=== ZIEL DER ÜBUNG ===
Beantworte die folgenden Fragen anhand des Stadionberichts.
1. Was wurde nach dem Abpfiff gesungen?
2. Wo war die zweite Totenkopfflagge auf der Gegengeraden zu sehen?
3. Wovon waren die BVB-Fans begeistert, mit denen gesprochen wurde?

─── TEXTAUSZUG ───

Auch auf der Gegengeraden waren die großen Fahnen sichtbar. Eine riesige Totenkopfflagge wurde mir mehr oder weniger gegenüber und eine weitere in Höhe des Übergangs zur Südtribüne geschenkt.

Ich will unsere Fans jetzt nicht auf die Fahnen reduzieren, rein optisch war dies aber am gestrigen Tage schon auffällig. Insgesamt war die Stimmung so gut wie eh und je und auch bei der sich abzeichnenden Niederlage wurde die Mannschaft nach vorne gepeitscht und nach dem Abpfiff inbrünstig YNWA gesungen. Es gingen nur einige wenige Einzelne vor oder kurz nach dem Abpfiff. Der Rest des Publikums feierte die Mannschaft, nicht nur für ihren heutigen Einsatz, sondern wohl auch insgesamt für die Leistung in dieser Englischen Woche. So eine Niederlage gegen den BVB ist ja auch kein Beinbruch oder gar eine Blamage. Ein anderes Ergebnis wäre eher schon fast eine Sensation gewesen. Eine Ausgangslage, die in dieser Siason noch des öfteren auf uns zukommen wird.

Friedlich fröhliche Wechselgesänge im ganzen Stadion, dazu auch ein paar vom Derby wohl noch übrig gebliebene Klopapierrollen für das Tor hinter der Südtribüne – und wieder Fahnen, Fahnen, Fahnen. Für das Auge war das wie gesagt weniger bombastisch, dafür aber erneut eine herrliche Stimmung. Millerntor eben. Ein Genuß – auch bei einer Niederlage. Die BVB Fans, mit denen ich sprach, waren von der Athmosphäre und auch von der bedingungs- und nicht ergebnisorientierten Unterstützung begeistert. Die kennen das in Dortmund offensichtlich gar nicht, daß kaum jemand bei einer Niederlage bis zum Schluß und darüber hinaus zum Feiern der Mannschaft im Stadion bleibt.

─── ROHDATEN ───

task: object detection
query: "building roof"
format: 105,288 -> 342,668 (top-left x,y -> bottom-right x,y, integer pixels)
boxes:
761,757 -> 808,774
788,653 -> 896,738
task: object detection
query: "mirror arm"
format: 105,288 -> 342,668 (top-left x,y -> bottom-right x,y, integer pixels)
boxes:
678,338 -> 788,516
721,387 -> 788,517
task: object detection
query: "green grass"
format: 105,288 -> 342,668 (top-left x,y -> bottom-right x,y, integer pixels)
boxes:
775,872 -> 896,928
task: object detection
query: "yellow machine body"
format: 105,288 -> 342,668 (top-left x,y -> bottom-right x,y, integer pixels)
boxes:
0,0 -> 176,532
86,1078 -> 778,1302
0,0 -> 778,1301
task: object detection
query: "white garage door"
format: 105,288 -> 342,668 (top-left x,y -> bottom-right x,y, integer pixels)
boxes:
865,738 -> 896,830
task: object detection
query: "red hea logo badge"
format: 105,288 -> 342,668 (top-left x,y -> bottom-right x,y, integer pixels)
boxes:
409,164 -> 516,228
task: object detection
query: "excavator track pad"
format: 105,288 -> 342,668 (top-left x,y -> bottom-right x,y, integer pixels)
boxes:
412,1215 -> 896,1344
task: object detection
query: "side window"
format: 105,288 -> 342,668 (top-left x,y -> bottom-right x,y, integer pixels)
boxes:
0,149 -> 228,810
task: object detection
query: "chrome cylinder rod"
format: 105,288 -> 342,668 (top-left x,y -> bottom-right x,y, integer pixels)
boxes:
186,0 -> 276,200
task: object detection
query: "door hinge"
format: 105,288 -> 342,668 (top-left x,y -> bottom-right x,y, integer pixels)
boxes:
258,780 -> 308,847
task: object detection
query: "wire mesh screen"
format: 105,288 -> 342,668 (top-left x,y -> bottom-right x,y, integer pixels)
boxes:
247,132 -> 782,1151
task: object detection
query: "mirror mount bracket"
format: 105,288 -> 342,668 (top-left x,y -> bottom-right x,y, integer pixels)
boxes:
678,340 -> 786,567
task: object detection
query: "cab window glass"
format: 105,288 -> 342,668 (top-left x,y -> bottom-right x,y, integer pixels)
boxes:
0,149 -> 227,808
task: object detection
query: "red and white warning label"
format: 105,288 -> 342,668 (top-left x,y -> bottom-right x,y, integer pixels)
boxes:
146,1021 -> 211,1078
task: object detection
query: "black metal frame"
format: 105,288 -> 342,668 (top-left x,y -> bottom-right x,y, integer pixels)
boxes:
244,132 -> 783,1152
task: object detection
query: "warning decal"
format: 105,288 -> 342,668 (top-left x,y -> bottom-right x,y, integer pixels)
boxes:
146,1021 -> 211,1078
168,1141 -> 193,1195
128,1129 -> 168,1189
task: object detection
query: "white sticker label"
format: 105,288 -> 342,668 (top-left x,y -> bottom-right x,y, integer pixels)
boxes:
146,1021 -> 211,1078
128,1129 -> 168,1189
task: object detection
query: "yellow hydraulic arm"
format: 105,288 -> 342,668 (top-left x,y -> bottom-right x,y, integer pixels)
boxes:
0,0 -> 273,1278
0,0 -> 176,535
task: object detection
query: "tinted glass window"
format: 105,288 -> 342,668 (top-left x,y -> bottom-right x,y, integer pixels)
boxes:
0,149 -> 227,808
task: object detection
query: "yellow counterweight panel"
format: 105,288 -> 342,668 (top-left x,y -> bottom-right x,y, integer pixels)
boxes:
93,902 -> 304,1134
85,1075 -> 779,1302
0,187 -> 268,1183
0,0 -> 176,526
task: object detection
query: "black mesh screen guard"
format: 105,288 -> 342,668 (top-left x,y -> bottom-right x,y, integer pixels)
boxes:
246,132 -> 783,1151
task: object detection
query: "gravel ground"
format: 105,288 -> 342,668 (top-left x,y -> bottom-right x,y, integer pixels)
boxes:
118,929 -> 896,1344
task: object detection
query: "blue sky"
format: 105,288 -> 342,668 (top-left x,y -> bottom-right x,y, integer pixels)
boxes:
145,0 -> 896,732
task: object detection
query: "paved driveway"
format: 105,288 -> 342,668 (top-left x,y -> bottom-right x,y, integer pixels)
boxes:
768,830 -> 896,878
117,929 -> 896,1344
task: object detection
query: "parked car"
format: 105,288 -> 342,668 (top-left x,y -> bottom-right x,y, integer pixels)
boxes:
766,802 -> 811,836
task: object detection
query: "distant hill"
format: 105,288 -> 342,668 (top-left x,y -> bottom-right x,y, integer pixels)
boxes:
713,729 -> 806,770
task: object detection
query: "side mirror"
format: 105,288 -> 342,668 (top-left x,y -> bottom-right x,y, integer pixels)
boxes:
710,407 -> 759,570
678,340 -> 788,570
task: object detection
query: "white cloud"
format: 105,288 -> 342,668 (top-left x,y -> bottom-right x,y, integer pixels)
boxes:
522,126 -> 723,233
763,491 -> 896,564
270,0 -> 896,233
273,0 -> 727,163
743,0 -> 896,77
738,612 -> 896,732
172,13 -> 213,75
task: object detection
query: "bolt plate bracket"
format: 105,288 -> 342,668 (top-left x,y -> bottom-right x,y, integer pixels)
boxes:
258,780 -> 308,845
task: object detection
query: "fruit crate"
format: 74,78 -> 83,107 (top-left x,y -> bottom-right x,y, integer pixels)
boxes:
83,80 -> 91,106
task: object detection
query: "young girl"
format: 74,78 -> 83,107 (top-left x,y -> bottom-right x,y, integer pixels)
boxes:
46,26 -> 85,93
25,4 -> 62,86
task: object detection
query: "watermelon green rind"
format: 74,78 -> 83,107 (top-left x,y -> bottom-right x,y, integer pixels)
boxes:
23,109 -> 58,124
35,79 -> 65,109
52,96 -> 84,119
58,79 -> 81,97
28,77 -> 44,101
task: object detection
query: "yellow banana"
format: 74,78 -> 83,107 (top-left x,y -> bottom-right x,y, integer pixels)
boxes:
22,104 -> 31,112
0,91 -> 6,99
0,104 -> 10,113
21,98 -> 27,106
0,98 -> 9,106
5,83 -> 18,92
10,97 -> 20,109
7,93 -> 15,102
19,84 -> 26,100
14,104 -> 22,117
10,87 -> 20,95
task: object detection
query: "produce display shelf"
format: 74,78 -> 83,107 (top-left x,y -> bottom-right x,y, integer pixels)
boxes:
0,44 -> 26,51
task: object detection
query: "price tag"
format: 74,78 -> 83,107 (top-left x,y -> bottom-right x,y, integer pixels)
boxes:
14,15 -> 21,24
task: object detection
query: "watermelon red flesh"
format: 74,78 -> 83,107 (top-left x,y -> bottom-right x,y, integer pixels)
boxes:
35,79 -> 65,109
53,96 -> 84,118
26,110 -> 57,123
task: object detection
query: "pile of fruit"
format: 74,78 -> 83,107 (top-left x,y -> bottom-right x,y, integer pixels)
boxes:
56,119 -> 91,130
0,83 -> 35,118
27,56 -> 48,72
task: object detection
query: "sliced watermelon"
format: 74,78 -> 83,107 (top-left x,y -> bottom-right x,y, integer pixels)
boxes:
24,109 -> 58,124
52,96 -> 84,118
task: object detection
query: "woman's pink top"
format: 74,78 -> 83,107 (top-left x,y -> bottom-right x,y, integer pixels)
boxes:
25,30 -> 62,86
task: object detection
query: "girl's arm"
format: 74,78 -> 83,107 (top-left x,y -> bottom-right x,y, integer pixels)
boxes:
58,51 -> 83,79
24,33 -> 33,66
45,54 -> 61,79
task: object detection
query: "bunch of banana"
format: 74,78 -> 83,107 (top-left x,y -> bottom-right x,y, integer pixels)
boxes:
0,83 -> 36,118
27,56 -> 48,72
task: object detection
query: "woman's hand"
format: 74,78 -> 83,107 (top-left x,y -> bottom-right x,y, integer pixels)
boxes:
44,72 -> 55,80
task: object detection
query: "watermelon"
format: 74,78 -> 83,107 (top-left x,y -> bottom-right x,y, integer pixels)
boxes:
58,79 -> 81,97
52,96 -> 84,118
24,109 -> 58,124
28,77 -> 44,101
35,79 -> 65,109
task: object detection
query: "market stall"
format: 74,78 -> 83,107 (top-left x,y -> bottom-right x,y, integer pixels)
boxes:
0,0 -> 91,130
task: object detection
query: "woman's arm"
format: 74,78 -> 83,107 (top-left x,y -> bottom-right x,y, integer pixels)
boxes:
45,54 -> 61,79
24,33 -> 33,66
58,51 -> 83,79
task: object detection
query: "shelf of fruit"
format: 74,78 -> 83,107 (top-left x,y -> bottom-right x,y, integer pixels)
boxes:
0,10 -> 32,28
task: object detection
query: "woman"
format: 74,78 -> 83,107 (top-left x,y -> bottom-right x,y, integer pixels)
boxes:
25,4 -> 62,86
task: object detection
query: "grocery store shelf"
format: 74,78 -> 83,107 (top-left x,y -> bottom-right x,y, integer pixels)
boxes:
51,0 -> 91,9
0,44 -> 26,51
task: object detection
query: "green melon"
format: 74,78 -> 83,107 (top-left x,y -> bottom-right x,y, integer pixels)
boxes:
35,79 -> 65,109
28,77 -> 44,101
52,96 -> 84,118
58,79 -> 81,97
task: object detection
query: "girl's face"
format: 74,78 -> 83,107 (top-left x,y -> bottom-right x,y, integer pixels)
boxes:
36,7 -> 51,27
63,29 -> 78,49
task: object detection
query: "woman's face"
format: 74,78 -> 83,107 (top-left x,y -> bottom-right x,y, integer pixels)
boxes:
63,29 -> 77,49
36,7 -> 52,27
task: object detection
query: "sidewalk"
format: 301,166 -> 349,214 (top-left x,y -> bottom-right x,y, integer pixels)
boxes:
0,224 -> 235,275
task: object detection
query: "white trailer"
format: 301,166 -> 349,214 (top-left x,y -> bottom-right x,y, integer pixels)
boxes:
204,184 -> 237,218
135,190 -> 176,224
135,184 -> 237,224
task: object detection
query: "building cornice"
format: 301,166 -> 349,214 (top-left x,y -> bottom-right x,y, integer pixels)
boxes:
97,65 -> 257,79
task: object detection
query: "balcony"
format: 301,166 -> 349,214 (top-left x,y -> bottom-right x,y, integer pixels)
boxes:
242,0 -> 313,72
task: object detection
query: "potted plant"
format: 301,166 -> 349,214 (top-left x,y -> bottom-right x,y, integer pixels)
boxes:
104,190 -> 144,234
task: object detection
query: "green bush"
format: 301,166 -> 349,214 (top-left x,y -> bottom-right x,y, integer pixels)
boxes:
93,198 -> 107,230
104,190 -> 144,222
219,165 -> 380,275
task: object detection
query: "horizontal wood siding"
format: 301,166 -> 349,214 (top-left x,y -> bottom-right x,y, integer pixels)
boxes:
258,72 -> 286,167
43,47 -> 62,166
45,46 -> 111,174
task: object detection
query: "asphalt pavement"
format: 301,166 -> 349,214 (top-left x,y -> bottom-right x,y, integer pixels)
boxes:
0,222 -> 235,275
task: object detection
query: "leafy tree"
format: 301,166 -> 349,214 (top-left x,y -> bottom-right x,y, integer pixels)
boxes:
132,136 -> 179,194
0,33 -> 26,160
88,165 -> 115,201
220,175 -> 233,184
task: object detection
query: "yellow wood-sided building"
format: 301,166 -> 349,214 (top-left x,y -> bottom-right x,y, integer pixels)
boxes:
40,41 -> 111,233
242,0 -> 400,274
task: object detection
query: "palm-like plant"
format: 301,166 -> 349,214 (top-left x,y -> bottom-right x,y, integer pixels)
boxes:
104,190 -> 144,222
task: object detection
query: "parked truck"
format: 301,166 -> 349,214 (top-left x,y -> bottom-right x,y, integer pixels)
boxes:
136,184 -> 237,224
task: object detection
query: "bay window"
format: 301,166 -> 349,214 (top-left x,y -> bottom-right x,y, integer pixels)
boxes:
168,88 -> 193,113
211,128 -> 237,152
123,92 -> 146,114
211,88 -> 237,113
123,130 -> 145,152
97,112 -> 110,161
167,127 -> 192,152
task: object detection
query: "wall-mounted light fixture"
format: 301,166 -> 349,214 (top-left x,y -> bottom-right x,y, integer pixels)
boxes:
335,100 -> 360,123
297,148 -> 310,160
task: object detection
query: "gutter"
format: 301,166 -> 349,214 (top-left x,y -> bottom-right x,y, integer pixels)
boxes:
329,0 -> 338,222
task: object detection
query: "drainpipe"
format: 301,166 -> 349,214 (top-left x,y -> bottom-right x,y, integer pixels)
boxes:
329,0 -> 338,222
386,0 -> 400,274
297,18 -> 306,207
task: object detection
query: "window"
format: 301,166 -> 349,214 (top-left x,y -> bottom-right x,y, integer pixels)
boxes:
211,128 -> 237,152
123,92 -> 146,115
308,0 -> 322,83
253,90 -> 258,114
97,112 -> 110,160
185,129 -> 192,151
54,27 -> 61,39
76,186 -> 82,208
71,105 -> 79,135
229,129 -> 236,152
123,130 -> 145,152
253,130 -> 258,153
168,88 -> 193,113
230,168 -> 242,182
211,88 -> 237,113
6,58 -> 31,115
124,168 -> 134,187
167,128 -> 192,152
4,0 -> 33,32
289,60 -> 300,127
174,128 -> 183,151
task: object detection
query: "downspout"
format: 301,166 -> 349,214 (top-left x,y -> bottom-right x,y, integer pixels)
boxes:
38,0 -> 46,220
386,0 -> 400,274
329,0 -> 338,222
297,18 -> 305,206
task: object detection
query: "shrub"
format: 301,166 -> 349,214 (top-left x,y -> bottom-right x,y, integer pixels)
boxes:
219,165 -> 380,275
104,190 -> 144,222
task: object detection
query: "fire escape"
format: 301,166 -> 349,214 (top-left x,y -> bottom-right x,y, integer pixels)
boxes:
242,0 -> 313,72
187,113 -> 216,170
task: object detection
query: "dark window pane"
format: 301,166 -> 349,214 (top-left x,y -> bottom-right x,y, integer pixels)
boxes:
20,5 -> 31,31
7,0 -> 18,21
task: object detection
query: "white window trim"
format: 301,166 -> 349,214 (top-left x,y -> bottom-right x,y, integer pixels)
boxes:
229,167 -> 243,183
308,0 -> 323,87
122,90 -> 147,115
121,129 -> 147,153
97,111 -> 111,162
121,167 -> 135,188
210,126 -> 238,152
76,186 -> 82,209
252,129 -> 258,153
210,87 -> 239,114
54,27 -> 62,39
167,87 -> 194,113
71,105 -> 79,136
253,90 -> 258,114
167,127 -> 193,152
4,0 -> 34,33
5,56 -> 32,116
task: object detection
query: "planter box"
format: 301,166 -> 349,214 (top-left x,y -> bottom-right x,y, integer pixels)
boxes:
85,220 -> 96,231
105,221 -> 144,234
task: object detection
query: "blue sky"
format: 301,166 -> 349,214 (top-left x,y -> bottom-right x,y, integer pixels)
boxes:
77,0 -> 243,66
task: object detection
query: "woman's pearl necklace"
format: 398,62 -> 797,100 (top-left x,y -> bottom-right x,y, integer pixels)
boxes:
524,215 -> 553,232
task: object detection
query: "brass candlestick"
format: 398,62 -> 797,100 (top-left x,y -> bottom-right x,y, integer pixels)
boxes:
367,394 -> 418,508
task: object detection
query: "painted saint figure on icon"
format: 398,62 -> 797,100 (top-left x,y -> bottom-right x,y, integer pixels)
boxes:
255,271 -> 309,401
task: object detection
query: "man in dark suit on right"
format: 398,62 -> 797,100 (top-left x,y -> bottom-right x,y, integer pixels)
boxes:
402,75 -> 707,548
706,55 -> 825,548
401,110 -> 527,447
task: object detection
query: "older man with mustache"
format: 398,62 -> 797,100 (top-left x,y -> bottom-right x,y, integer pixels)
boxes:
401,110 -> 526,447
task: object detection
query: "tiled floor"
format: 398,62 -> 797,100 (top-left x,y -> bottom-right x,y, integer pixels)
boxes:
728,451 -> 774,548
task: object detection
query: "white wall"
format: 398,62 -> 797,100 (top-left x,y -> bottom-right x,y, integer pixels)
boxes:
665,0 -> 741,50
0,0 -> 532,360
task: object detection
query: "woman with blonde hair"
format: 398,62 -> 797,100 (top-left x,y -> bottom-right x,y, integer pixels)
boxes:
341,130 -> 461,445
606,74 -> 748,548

───

=== MUSTERLÖSUNG ===
1. Nach dem Abpfiff wurde inbrünstig YNWA gesungen.
2. Sie war in Höhe des Übergangs zur Südtribüne zu sehen.
3. Sie waren von der Atmosphäre und von der bedingungs- und nicht ergebnisorientierten Unterstützung begeistert.